TASK STATEMENT → Everything from the line that holds "task | place a point on the damaged" through the end of the data below should be output exactly, both ends included.
-- start of ENTRIES PROVIDED --
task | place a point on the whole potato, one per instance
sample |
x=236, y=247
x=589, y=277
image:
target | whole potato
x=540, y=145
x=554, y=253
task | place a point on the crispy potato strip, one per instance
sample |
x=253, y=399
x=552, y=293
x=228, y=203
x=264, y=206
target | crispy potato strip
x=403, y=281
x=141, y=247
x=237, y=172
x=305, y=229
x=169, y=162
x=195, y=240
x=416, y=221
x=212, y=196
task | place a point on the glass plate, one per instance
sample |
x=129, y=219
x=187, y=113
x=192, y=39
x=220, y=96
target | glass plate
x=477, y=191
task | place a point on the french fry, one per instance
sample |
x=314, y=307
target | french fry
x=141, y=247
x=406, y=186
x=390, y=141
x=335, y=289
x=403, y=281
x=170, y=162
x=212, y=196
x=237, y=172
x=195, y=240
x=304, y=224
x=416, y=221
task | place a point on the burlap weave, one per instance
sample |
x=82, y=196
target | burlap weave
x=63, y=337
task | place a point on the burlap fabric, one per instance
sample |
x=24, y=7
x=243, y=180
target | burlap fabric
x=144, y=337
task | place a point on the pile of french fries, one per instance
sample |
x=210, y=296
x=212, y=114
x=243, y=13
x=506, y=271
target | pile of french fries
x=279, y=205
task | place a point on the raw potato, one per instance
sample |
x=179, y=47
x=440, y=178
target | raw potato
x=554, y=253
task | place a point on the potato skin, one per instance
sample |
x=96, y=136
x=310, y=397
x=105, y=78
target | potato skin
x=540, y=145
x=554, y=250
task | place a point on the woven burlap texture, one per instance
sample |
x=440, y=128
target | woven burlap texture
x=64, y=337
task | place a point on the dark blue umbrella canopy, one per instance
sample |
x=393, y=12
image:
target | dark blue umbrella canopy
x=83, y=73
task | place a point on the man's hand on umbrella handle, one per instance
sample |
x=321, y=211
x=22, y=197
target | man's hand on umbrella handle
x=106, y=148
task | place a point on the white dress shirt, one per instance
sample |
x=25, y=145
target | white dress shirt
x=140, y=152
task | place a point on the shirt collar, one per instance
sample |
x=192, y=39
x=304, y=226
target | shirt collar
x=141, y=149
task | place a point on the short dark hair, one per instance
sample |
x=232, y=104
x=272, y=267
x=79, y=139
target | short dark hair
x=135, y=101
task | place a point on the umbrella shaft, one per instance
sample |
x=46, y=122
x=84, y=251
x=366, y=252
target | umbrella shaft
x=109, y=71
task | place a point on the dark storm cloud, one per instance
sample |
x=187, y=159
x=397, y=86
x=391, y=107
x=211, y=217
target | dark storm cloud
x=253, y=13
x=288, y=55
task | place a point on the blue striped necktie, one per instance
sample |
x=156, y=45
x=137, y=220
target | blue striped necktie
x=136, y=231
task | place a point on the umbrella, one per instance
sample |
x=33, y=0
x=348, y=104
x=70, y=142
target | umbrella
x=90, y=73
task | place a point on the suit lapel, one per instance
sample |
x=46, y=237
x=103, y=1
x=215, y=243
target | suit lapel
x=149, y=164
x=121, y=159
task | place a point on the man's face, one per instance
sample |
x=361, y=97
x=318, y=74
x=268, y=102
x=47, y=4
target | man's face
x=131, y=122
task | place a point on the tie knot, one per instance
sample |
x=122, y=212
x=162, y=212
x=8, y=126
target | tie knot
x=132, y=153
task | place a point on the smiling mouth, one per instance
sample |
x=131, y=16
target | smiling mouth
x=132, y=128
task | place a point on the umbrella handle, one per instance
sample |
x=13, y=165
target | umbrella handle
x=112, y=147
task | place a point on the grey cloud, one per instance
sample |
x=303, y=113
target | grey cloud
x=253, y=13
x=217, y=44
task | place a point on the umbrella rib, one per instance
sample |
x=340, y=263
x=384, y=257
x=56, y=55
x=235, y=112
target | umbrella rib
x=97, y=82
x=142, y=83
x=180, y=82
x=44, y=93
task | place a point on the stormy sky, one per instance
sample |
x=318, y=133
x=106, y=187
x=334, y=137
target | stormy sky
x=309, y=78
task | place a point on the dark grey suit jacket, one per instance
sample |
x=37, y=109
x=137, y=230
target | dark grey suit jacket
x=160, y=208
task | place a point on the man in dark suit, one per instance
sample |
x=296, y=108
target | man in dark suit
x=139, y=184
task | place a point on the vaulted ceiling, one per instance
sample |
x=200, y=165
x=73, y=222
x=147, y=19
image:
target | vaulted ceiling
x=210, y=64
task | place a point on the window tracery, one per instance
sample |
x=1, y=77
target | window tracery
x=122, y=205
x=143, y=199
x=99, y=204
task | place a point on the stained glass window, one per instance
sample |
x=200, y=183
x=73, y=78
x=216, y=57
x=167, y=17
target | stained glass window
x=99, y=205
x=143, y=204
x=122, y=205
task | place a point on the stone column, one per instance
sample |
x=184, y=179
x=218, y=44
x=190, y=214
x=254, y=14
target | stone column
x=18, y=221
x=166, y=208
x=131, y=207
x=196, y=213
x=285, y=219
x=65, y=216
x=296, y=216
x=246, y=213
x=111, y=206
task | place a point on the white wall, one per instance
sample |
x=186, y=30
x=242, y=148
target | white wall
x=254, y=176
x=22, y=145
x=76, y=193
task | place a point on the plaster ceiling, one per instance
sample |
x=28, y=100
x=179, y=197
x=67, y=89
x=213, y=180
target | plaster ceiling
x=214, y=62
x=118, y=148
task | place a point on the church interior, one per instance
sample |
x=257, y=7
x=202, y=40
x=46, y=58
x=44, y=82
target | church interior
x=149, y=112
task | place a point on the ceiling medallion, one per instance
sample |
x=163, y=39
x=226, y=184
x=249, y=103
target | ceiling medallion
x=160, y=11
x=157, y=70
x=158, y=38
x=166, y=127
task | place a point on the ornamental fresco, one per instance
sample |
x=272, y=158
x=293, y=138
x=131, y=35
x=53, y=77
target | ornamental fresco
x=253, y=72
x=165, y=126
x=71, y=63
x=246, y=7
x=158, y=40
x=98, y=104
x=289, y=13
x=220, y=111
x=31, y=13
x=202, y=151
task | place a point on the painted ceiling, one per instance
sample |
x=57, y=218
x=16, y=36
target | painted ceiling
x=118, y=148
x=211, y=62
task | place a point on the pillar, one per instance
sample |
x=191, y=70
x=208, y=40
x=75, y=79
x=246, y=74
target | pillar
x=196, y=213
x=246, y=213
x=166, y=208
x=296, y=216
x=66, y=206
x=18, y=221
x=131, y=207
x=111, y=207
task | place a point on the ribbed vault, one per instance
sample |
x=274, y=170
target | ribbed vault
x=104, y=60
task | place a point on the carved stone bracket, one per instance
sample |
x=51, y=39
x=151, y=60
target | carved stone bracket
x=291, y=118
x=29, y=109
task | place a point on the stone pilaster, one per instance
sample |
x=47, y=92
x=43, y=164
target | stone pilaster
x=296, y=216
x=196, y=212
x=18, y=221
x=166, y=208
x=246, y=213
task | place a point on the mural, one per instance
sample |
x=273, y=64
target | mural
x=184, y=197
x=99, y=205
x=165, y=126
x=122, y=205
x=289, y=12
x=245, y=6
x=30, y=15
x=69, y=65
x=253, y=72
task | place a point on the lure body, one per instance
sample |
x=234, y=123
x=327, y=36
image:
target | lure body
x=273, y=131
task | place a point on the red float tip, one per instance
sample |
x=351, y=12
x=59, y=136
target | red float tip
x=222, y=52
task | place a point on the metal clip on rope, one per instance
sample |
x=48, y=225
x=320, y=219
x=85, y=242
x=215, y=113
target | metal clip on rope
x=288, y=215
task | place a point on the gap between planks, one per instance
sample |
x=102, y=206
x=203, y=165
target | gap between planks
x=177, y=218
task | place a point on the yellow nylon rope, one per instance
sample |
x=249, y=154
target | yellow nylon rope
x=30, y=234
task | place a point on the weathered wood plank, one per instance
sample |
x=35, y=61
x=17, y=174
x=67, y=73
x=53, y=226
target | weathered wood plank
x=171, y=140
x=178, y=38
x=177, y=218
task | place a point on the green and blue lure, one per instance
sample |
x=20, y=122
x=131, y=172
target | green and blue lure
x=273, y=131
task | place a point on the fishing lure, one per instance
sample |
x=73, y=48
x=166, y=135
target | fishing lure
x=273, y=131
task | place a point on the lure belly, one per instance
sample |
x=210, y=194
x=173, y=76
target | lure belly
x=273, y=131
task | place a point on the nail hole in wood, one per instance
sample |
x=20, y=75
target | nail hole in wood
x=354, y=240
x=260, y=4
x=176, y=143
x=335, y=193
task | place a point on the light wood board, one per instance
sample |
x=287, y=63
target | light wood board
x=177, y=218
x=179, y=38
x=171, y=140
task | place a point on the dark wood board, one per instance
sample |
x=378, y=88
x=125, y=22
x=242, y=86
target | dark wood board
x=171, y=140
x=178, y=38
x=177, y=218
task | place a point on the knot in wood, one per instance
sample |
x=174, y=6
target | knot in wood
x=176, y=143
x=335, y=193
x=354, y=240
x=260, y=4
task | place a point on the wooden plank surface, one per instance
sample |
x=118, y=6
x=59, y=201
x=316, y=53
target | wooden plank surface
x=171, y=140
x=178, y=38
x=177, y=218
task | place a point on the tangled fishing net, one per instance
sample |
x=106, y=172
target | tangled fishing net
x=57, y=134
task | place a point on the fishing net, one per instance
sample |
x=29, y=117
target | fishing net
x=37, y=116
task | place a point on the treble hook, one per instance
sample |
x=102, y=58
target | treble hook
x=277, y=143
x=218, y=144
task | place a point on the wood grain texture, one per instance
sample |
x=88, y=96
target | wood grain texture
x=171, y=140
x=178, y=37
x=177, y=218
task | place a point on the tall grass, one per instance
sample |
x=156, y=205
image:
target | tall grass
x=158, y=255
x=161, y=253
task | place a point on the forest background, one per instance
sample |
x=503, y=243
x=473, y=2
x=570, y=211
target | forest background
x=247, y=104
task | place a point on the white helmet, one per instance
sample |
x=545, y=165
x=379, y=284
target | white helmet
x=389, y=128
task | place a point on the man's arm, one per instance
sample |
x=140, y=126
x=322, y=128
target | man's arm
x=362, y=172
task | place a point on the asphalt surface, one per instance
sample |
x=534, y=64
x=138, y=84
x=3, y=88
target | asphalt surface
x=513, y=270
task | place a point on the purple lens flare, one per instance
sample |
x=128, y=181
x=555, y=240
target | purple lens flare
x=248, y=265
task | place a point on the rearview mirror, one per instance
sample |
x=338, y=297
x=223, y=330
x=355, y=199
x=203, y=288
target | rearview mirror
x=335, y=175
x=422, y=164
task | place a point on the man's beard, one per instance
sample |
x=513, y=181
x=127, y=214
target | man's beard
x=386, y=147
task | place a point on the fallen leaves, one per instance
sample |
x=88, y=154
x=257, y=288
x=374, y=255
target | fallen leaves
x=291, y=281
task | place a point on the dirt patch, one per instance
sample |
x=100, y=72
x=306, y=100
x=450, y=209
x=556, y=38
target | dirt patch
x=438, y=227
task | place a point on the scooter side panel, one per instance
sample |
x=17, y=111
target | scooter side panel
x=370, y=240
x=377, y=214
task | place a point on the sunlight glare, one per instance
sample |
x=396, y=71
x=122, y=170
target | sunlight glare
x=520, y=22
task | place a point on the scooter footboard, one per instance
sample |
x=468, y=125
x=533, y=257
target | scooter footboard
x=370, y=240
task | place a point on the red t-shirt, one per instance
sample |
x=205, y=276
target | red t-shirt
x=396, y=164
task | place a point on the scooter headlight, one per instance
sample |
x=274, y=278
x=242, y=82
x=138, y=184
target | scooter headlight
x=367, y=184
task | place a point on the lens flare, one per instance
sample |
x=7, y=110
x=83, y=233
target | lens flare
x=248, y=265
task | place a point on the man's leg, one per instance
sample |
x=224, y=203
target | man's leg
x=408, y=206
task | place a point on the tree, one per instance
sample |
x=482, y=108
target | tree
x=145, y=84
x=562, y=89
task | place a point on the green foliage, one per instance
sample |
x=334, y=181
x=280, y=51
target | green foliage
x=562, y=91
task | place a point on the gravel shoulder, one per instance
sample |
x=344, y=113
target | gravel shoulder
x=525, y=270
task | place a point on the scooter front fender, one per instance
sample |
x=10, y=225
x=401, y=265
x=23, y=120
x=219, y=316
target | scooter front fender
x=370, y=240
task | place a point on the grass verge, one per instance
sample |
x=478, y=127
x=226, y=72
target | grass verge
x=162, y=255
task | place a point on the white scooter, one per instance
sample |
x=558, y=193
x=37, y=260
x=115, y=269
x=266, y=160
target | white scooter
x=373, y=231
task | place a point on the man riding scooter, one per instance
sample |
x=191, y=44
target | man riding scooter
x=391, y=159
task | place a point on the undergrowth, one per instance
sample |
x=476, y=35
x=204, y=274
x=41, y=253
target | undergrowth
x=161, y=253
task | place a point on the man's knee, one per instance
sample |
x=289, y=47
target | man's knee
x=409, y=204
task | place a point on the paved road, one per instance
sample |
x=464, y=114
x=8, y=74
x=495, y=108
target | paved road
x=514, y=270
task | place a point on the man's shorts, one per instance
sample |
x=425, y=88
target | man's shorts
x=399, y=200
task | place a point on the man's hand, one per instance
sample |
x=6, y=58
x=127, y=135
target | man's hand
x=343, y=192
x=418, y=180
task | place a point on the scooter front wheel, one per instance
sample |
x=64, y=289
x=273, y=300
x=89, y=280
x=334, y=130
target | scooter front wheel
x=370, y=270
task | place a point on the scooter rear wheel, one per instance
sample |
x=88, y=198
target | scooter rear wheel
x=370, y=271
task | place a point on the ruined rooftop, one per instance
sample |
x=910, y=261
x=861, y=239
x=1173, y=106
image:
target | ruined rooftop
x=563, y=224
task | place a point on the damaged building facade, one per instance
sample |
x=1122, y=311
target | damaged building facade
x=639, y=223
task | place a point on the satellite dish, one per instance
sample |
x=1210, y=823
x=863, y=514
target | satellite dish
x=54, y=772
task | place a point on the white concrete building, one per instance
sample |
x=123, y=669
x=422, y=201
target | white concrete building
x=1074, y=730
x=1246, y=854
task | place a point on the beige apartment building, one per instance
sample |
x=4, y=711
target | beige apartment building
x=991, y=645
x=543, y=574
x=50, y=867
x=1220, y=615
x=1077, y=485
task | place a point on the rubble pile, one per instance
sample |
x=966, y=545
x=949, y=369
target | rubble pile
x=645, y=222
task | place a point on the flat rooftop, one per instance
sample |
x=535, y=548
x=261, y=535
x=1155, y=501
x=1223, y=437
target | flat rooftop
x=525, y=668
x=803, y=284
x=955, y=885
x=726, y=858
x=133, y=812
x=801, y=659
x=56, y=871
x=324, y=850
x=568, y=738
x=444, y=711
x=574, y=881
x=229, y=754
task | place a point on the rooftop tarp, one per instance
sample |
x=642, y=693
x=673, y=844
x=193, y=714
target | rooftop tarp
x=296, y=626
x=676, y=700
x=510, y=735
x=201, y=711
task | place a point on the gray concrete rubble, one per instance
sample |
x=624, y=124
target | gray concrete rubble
-- end of ENTRIES PROVIDED --
EXERCISE SOLUTION →
task | place a point on the damaged building facade, one per instance
sample |
x=1122, y=311
target | damaged building facade
x=639, y=223
task | place a point on the satellite dish, one per instance
sample |
x=1210, y=823
x=863, y=514
target | satellite dish
x=54, y=772
task | place a point on the white concrete building, one per instance
sample |
x=123, y=669
x=422, y=201
target | white concrete building
x=1074, y=730
x=1246, y=854
task | place a point on the beige apartment building, one per instance
sample |
x=4, y=711
target | beige apartment building
x=991, y=645
x=543, y=574
x=50, y=867
x=1220, y=615
x=1077, y=485
task | place a point on the rubble pile, one per instance
sample |
x=966, y=545
x=949, y=369
target | rubble pile
x=645, y=222
task | place a point on the flat rooftop, one per instance
sample |
x=535, y=548
x=261, y=535
x=1155, y=501
x=1223, y=437
target | flat rooftop
x=525, y=668
x=803, y=284
x=955, y=885
x=726, y=858
x=133, y=812
x=801, y=659
x=56, y=871
x=324, y=850
x=568, y=738
x=444, y=711
x=574, y=881
x=229, y=754
task | place a point on the rooftop tarp, one per instance
sample |
x=642, y=693
x=673, y=844
x=193, y=714
target | rooftop tarp
x=296, y=626
x=676, y=700
x=510, y=735
x=201, y=711
task | place a point on the gray concrete rubble, one per instance
sample |
x=624, y=124
target | gray concrete rubble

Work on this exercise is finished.